*** Opening Material provided ***

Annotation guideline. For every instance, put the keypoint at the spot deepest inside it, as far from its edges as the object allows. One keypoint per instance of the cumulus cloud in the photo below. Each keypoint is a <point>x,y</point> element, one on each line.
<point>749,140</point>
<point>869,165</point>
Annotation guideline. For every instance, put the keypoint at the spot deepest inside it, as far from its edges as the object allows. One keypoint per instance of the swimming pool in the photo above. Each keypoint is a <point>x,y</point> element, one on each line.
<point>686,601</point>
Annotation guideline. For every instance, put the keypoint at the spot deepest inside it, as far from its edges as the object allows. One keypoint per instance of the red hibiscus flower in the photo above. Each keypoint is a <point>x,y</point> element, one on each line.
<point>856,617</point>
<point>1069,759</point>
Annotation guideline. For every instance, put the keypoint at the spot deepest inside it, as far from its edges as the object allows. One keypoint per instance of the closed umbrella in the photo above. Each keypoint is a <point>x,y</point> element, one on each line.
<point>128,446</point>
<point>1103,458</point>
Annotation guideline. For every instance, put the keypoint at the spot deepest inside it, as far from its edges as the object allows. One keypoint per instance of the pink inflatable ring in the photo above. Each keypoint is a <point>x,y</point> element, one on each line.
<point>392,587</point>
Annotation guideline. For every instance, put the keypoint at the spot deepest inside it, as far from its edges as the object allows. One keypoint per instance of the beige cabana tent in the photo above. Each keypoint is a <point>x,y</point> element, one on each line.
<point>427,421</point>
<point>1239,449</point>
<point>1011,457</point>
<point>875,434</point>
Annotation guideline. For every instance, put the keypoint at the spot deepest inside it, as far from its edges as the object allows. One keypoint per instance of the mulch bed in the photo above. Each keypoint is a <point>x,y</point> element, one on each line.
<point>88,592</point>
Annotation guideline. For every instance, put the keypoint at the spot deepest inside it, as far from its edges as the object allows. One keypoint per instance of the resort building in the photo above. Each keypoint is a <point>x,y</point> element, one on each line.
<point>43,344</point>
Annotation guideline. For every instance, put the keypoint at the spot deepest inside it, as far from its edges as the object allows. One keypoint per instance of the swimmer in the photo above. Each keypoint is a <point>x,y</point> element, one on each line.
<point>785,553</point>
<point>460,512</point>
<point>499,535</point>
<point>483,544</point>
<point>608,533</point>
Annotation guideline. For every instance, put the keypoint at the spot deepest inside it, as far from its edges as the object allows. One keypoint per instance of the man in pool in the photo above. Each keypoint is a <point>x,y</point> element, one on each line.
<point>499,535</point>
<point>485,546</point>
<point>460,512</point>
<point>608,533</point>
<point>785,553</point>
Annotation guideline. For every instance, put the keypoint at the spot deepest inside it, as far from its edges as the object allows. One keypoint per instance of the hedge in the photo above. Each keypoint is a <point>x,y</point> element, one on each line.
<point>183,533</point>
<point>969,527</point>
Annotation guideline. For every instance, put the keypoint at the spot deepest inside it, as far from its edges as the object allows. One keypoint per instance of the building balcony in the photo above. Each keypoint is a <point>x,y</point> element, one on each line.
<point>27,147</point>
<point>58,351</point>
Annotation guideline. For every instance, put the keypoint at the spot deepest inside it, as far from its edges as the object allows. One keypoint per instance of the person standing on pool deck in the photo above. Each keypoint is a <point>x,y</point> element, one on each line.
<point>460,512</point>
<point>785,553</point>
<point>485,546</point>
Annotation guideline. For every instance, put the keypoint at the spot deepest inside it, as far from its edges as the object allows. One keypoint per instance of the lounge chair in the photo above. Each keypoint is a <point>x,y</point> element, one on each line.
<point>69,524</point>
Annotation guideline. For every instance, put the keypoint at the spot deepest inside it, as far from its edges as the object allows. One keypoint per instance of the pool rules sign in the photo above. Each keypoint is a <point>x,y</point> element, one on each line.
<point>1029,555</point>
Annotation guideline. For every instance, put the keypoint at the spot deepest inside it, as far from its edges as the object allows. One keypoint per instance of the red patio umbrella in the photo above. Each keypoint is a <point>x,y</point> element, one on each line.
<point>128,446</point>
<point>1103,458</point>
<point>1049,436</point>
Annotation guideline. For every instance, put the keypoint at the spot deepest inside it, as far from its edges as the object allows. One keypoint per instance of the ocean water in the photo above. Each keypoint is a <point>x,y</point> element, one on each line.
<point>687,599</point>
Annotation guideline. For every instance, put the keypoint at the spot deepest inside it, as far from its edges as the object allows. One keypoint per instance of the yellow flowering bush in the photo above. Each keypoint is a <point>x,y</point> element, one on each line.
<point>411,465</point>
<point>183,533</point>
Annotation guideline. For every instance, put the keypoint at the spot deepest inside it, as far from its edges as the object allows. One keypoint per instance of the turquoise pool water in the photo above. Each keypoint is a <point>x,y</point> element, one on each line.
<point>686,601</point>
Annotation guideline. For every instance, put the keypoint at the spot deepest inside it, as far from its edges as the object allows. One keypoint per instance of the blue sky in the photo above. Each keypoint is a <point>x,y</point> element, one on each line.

*** Closing Material provided ***

Transcribe all of the records above without altering anything.

Annotation guideline. For every instance, put the keypoint at the spot deepest inside it, as far from its edges as the object allows. One keypoint per instance of the cumulus cloud in the photo below. Each keypoint is a <point>x,y</point> element, one on each line.
<point>749,140</point>
<point>869,165</point>
Annotation guideline. For every instance, put the keypoint at the spot deepest inside it, as far from its edges as the object allows. One keypoint per instance of the swimming pool in the photo above. Each keypoint is a <point>x,y</point> element, one on each line.
<point>686,601</point>
Annotation guideline. For every instance, put the keypoint at the spot deepest inside it, as far from its edges as the object allows. One keypoint per instance of the red hibiscus flower in the photo above. Each keypoint is a <point>x,y</point> element, one on each line.
<point>856,617</point>
<point>1069,759</point>
Annotation guideline. For every instance, put the keypoint at the spot deepest inside it, as far from its edges as the object allows. One keypoint per instance of the closed umbrella in the photo above. Each keypoint is a <point>x,y</point> element, one on each line.
<point>128,446</point>
<point>1103,458</point>
Annotation guideline. For every instance, put the keypoint at the spot deepest inside it, as far from its edges as the object allows. One keypoint per instance of the pink inflatable ring in the photo above. Each keypoint is a <point>x,y</point> element, one on each line.
<point>392,587</point>
Annotation guideline. For every instance, put the keypoint at the spot deepest inside it, as far from its edges as the object allows. One keypoint per instance of the beige cabana tent in the photo above. Each keypoint is a <point>x,y</point> element, one on each line.
<point>427,421</point>
<point>1239,449</point>
<point>1011,457</point>
<point>875,434</point>
Annotation guideline. For every instance, put the keypoint at the spot deepest inside it, as far from its edges as the object allows. One keypoint per instance of the mulch bed in the photo above. Each keypoint is a <point>x,y</point> element, one on each line.
<point>88,592</point>
Annotation guideline. For every instance, put the keypoint at the spot deepest inside it, as far from its edges as the object allows. One keypoint per instance of the resort building in the photo above. Each keypoint is a <point>x,y</point> element, one on each line.
<point>43,344</point>
Annotation guideline. For every instance, put the keypoint at the spot deepest inside it, as far from its edges as the object allows. One keypoint per instance of the swimmer in the photo above. Each keypoint is a <point>x,y</point> element, one on each line.
<point>785,553</point>
<point>460,512</point>
<point>499,535</point>
<point>483,544</point>
<point>608,533</point>
Annotation guideline. For every instance, put the keypoint at the spot deepest inside it, as far from its edges as the object allows. One keypoint per instance of the man in pool in the photo above. Each keypoint is a <point>x,y</point> element, one on each line.
<point>499,535</point>
<point>485,546</point>
<point>460,512</point>
<point>608,533</point>
<point>785,553</point>
Annotation guideline. For every instance, put the keypoint at the spot deepest inside it, as far from its edges as the object allows. One keypoint per instance of the hedge in the photo above. Each keypoint is a <point>x,y</point> element, one on each line.
<point>183,533</point>
<point>969,527</point>
Annotation guideline. For every instance, put the keypoint at the spot deepest inside it, as far from its edges as the object allows. One keypoint per instance of the building balcony in the photo above. Each keypoint is a <point>x,y</point> element, one on each line.
<point>27,147</point>
<point>58,351</point>
Annotation guideline. For every instance, put the keypoint at the spot deepest inside it, as far from its edges as the object allows. One keypoint per instance of the person standing on pool deck in the photo above. Each keypoint is a <point>x,y</point> element, one on each line.
<point>460,512</point>
<point>785,553</point>
<point>485,546</point>
Annotation guideline. For every instance, put the keypoint at the spot deepest inside it, as far from its edges as the object allows. One keypoint per instance of the lounge chair in the photo above. Each keypoint is a <point>x,y</point> element, one on each line.
<point>69,524</point>
Annotation guideline. For every instance, put the keypoint at the spot deepest inside it, as far from its edges as the object allows. One keypoint per instance of the pool rules sign in the photo above. Each keypoint is a <point>x,y</point> element, one on each line.
<point>1029,555</point>
Annotation guideline. For every instance, put the keypoint at the spot deepest inside it, as far from its edges as the object allows. One keypoint per instance of the red patio umbrella in the photo above. Each keypoint is a <point>x,y</point> element, one on each line.
<point>128,446</point>
<point>1103,458</point>
<point>1049,436</point>
Annotation guideline. For every instance, put the keypoint at the spot deepest inside it, as far from its edges as the object allows. One keypoint per instance of the ocean water in the photo above. Each keypoint is a <point>x,y</point> element, one on each line.
<point>687,599</point>
Annotation guideline. For every instance, put the keypoint at the spot deepest inside it, as far from its edges as the object allows. One keypoint per instance of the yellow flowering bush in the photo above. Each keypoint is a <point>x,y</point> element, one on each line.
<point>411,465</point>
<point>183,533</point>
Annotation guideline. For every instance, put the keypoint at the spot deepest inside it, as far from its edges as the object allows. One keypoint per instance of the turquoise pool water in the photo above. Each keypoint is a <point>x,y</point> element, one on each line.
<point>686,601</point>
Annotation guideline. For every instance, put the keypoint at the spot deepest inside it, as far from its edges as the object allows. One keypoint per instance of the blue sky in the photo above. Each keypoint is a <point>x,y</point> element, one on each line.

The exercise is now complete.